== Problem requirements ==
Each entry should be written out once more, exactly as given below.
BEGIN
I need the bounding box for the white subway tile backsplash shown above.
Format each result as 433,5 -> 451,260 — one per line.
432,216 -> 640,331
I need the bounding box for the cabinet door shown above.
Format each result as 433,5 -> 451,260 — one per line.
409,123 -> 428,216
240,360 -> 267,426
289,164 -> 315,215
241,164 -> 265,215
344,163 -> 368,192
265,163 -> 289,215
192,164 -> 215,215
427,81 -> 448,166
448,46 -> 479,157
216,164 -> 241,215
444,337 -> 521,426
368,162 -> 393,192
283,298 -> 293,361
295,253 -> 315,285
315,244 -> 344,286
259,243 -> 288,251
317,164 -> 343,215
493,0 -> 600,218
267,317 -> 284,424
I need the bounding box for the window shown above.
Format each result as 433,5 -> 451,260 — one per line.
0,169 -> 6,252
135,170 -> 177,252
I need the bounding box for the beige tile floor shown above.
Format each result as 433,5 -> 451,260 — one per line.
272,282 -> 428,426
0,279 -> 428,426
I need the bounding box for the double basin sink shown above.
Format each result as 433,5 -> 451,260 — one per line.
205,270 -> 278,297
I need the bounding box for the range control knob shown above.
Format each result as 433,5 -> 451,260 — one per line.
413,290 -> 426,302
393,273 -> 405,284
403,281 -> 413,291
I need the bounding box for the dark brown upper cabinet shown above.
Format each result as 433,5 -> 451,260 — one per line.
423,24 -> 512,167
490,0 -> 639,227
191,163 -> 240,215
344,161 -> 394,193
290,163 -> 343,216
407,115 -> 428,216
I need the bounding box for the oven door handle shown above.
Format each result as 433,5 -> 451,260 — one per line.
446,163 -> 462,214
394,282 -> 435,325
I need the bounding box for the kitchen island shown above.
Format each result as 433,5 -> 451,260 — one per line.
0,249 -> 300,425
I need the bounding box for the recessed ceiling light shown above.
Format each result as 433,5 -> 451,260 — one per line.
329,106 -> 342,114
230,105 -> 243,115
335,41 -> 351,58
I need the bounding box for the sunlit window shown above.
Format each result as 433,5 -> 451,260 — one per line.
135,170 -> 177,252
END
== Task output ==
I need the bounding box for the white subway tile backsplash shown above.
Format each result as 433,5 -> 451,260 — one per line.
432,216 -> 640,331
I need the bounding box for the cabinet door shown above.
Format each result as 433,5 -> 451,260 — one per line.
409,123 -> 428,216
240,360 -> 267,426
289,164 -> 315,215
241,164 -> 265,215
344,163 -> 368,192
265,163 -> 289,215
192,164 -> 215,215
427,81 -> 448,166
448,46 -> 479,157
216,164 -> 241,215
444,337 -> 521,426
368,162 -> 393,192
283,298 -> 293,361
295,253 -> 315,285
315,244 -> 344,286
259,243 -> 288,251
317,164 -> 343,215
493,0 -> 600,218
267,317 -> 284,424
I need the bounding box for the window shown above.
Format each result as 433,5 -> 451,260 — one per line.
0,169 -> 6,252
135,170 -> 177,252
I need the bounding box for the beige tile floor shown above.
Format each result as 433,5 -> 451,260 — one per line.
272,282 -> 428,426
0,279 -> 428,426
I need the bounding box for the double basin sink shown above.
Format each result as 433,5 -> 451,260 — one per line.
205,270 -> 278,297
I need the bounding box for the range control knob shown above.
Format each result as 433,5 -> 451,260 — one per line.
413,290 -> 426,302
393,273 -> 405,284
403,281 -> 413,291
I need the bounding box for the dark brown upper cabinet shown above.
Format each result as 433,5 -> 451,260 — one per line.
423,24 -> 512,167
490,0 -> 639,227
191,163 -> 240,215
344,161 -> 394,193
290,163 -> 343,216
407,115 -> 428,216
I need the bounding box for the oven door handle shown above.
Format each result as 433,5 -> 451,260 — one per line.
446,163 -> 462,214
394,282 -> 435,325
I need the bounding box for the kitchen island shown above.
Format each result as 433,5 -> 451,260 — one per line.
0,249 -> 300,425
I need the bounding box for the recessed ceiling light shown above.
Format each result as 433,5 -> 451,260 — one per line.
329,106 -> 342,114
230,105 -> 243,115
335,41 -> 351,58
I need the bounding box for the sunlit window shown above.
Format each result as 433,5 -> 451,260 — one per line.
135,170 -> 177,252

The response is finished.